OBJECTIFS
- A) Réécrivez le passage du texte sur la domination qui commence aux mots « 6En restituant aux » et s'arrête après « d’analyse particulièrement stimulantes. ». Remplacez-y « dominés » par « subordonnés ».
- B) Répondez aux questions suivantes d'après le texte sur la domination.
(i) Qui invite à rompre avec certaines tentations paresseuses de l'analyse politique ?
(ii) De quelle discipline relève le constat ancien selon lequel la domination s'exerce avec la participation active des dominés ?
(iii) Quel ouvrage offre des pistes d'analyse particulièrement stimulantes ?
- C) Prolongez le texte sur la domination après sa dernière phrase.

TEXTE À LIRE

# # # # # # #

6En restituant aux rapports de domination toute leur complexité et, surtout, leur ambiguïté, Béatrice Hibou invite à rompre avec certaines tentations paresseuses de l’analyse politique. Avec celle qui attribue la pérennité des régimes autoritaires à la seule libido dominandi des gouvernants, on l’a vu, mais aussi avec l’exaltation quelque peu enchantée des « arts de la résistance » des dominés, prompte à conférer une portée politique à des comportements dans la réalité beaucoup plus équivoques. Que la domination s’exerce avec la participation active des dominés est un constat ancien de la sociologie, qu’il est toujours bon de rappeler mais aussi d’étudier dans ses modalités concrètes d’accomplissement. Anatomie politique de la domination offre pour ce faire des pistes d’analyse particulièrement stimulantes.

# # # # # # #

LIGNES EXTRAITES

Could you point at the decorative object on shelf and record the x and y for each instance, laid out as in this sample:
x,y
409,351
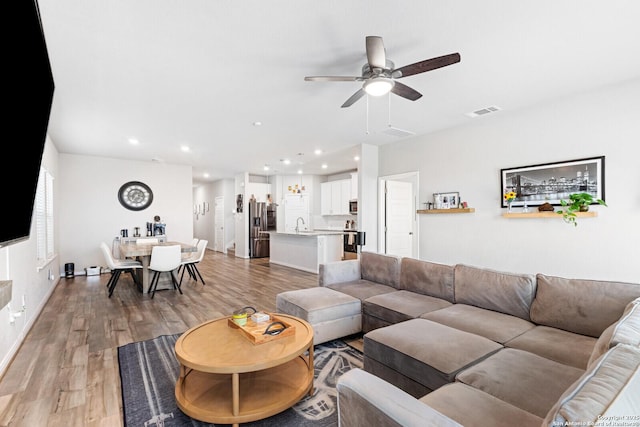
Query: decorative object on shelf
x,y
509,197
454,210
135,195
159,228
546,207
551,182
448,200
578,202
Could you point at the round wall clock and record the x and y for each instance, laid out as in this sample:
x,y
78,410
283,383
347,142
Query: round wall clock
x,y
135,195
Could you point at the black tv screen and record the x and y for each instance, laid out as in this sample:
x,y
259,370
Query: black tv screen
x,y
28,89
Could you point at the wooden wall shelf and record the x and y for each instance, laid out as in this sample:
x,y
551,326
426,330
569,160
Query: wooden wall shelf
x,y
547,214
456,210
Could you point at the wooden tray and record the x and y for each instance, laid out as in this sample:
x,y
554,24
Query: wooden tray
x,y
254,331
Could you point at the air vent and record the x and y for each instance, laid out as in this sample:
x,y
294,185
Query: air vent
x,y
400,133
484,111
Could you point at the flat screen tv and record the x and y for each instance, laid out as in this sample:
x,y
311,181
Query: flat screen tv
x,y
28,88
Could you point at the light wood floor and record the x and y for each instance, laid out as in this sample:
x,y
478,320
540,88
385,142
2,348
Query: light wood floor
x,y
66,372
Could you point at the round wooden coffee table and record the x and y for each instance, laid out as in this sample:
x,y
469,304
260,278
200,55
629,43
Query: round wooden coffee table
x,y
226,378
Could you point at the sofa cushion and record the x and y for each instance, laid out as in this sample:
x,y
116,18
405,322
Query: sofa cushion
x,y
472,407
425,351
380,268
361,289
365,400
338,272
607,392
508,293
625,331
585,307
523,379
555,344
427,278
394,307
498,327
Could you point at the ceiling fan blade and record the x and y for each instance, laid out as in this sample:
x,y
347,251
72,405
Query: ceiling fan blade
x,y
375,52
405,91
359,94
332,79
426,65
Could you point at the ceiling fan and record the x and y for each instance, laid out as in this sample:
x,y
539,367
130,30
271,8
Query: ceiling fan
x,y
380,76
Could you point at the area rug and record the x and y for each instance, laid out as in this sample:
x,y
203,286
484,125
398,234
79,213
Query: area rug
x,y
149,370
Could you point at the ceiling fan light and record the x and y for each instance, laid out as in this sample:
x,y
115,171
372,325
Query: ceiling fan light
x,y
378,86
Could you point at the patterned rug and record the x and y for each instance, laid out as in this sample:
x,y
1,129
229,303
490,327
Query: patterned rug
x,y
149,370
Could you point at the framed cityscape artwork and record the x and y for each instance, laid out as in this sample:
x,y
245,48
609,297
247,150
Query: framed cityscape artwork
x,y
552,182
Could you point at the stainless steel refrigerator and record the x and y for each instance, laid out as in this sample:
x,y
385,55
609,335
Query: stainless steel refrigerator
x,y
260,220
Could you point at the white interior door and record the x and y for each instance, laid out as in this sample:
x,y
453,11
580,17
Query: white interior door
x,y
218,239
400,218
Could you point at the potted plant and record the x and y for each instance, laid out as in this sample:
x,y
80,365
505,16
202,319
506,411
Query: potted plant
x,y
578,202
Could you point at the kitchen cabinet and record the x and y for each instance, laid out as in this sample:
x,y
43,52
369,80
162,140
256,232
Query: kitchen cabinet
x,y
334,197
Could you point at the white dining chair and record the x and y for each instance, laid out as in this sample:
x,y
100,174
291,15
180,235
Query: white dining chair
x,y
118,266
189,264
164,259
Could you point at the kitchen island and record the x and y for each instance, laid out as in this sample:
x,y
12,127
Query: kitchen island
x,y
305,250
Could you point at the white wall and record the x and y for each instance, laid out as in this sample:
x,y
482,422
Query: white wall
x,y
89,210
469,160
18,263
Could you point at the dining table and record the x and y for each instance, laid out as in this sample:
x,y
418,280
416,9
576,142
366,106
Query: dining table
x,y
142,252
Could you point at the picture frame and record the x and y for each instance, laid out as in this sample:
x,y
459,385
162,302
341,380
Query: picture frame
x,y
448,200
553,182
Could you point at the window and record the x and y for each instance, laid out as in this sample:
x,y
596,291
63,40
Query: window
x,y
43,211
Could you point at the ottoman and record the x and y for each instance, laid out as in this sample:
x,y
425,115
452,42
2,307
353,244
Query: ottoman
x,y
332,314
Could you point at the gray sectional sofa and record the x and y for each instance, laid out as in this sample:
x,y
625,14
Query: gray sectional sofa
x,y
463,345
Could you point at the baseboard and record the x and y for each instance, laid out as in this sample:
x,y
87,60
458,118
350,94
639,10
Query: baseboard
x,y
13,350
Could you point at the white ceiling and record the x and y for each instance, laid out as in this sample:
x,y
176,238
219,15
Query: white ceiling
x,y
201,72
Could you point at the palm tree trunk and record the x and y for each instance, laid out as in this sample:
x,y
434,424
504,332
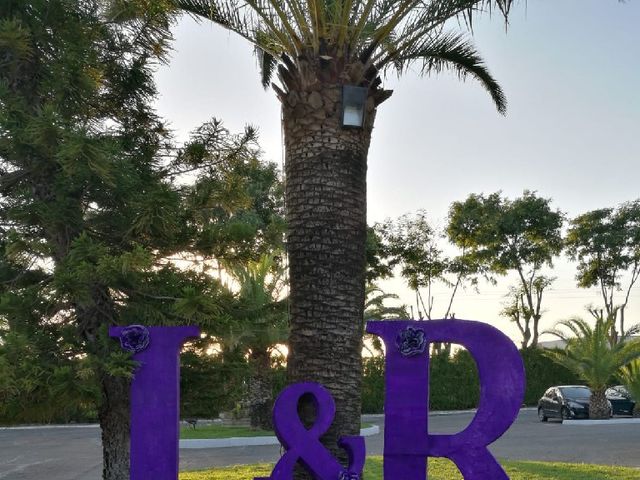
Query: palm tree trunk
x,y
325,187
598,405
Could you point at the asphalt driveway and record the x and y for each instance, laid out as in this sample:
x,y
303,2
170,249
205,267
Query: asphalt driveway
x,y
73,453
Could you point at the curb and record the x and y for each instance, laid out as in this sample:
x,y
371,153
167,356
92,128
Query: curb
x,y
250,441
611,421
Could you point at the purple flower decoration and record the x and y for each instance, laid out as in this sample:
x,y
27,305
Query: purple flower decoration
x,y
411,342
134,338
347,475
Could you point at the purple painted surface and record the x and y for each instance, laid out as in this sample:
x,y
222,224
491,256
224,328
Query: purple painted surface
x,y
407,443
155,403
304,445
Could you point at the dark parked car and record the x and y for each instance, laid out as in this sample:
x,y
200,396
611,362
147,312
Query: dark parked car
x,y
564,402
621,401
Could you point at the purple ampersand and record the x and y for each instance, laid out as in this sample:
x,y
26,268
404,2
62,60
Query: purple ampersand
x,y
304,445
407,443
155,398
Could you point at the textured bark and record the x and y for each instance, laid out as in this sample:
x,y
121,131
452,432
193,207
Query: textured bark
x,y
598,405
260,397
114,409
114,422
325,186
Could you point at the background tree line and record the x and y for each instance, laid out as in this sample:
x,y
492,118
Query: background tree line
x,y
105,219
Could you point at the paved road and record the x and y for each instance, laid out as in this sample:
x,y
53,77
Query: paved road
x,y
74,453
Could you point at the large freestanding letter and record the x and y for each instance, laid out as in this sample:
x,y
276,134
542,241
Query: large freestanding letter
x,y
407,443
155,398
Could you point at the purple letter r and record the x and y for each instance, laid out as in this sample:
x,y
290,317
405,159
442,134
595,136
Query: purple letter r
x,y
407,443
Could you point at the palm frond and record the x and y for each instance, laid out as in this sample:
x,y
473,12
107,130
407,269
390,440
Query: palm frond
x,y
451,51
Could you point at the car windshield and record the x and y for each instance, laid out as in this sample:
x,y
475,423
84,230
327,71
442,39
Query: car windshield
x,y
619,391
575,392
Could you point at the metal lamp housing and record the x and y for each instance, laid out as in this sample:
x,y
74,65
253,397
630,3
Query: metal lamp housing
x,y
354,100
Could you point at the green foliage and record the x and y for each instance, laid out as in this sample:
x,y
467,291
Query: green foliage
x,y
411,243
606,245
373,384
590,352
356,38
541,373
629,375
499,236
96,201
38,384
211,384
454,380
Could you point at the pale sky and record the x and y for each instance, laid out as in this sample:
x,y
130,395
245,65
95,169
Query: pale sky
x,y
571,73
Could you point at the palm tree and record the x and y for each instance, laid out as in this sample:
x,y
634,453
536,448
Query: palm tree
x,y
630,377
260,323
591,355
317,47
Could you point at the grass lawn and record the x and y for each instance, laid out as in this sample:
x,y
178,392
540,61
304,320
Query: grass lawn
x,y
442,469
226,431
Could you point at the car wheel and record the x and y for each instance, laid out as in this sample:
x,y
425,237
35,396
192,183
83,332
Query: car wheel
x,y
541,416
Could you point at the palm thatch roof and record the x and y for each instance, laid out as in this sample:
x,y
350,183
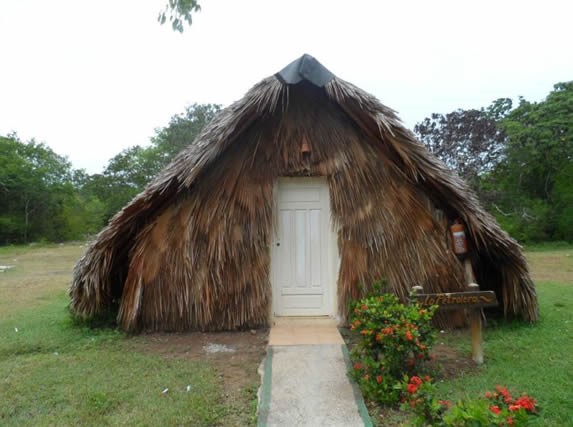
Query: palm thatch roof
x,y
192,250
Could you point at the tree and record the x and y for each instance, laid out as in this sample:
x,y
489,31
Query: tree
x,y
468,141
130,171
179,12
534,182
34,184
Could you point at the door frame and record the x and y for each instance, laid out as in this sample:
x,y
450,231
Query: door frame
x,y
332,257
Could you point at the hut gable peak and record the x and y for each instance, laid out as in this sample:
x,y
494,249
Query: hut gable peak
x,y
305,68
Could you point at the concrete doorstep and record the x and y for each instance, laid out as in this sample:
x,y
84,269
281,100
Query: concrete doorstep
x,y
304,377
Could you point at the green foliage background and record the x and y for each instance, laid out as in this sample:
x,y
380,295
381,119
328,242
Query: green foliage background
x,y
519,160
42,198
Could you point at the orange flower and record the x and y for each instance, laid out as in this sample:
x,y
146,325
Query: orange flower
x,y
503,391
526,403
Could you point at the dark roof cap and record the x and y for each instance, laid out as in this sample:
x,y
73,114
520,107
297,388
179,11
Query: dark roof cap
x,y
305,68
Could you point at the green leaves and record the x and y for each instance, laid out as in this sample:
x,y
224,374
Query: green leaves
x,y
179,12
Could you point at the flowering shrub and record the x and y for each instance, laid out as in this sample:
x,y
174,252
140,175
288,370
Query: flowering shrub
x,y
498,408
418,395
394,340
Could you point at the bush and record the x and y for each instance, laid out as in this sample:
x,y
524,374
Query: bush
x,y
394,339
496,408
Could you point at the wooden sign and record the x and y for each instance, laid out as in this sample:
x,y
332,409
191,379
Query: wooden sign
x,y
457,300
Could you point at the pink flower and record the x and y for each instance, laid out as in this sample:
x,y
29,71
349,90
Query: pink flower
x,y
415,380
412,388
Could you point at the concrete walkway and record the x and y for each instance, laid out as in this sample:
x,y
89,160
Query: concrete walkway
x,y
304,377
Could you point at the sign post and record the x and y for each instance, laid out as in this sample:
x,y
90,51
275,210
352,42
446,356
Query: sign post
x,y
473,300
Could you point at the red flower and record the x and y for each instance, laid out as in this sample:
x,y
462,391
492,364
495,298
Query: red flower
x,y
415,380
526,403
503,391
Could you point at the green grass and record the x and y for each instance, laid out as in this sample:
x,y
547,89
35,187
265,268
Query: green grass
x,y
56,373
533,359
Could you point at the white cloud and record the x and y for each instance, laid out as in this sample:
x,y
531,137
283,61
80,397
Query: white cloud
x,y
93,78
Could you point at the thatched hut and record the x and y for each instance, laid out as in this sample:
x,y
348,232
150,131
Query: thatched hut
x,y
287,203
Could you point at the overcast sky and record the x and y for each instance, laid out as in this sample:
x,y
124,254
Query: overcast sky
x,y
90,78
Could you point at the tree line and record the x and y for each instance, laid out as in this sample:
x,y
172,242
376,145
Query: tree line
x,y
518,159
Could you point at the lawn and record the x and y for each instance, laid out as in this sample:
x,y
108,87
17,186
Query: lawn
x,y
536,359
56,372
526,358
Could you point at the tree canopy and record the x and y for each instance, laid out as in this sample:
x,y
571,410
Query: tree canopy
x,y
179,13
519,159
43,198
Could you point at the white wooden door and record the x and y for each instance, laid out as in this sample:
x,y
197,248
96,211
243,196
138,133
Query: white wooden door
x,y
302,264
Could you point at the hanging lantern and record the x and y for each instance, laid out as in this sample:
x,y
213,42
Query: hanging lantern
x,y
459,241
305,146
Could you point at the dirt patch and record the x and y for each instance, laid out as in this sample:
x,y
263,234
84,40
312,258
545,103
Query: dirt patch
x,y
236,357
551,266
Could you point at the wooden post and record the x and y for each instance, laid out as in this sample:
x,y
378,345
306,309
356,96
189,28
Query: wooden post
x,y
474,315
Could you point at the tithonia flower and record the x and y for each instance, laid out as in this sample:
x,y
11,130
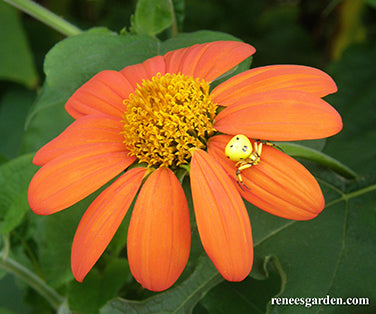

# # # # # # #

RÉSULTATS FINAUX
- A)
6En restituant aux rapports de domination toute leur complexité et, surtout, leur ambiguïté, Béatrice Hibou invite à rompre avec certaines tentations paresseuses de l’analyse politique. Avec celle qui attribue la pérennité des régimes autoritaires à la seule libido dominandi des gouvernants, on l’a vu, mais aussi avec l’exaltation quelque peu enchantée des « arts de la résistance » des subordonnés, prompte à conférer une portée politique à des comportements dans la réalité beaucoup plus équivoques. Que la domination s’exerce avec la participation active des subordonnés est un constat ancien de la sociologie, qu’il est toujours bon de rappeler mais aussi d’étudier dans ses modalités concrètes d’accomplissement. Anatomie politique de la domination offre pour ce faire des pistes d’analyse particulièrement stimulantes.

- B)
(i) Béatrice Hibou.
(ii) De la sociologie.
(iii) Anatomie politique de la domination.

- C)
7Il reste cependant, au terme de la lecture, un questionnement que l’actualité récente ne peut manquer de faire surgir. Ecrit alors que Ben Ali dirigeait encore la Tunisie, l’ouvrage ne traite bien évidemment pas de la chute de son régime. Si la question des conditions de l’effondrement des régimes autoritaires se situe en dehors du domaine d’investigation du livre, celui-ci n’en fournit pas moins des outils précieux pour comprendre comment la crise des transactions entre gouvernés et gouvernants peut déboucher sur une rupture généralisée des allégeances, sur le modèle de ce qu’ont récemment connu la Tunisie et l’Egypte.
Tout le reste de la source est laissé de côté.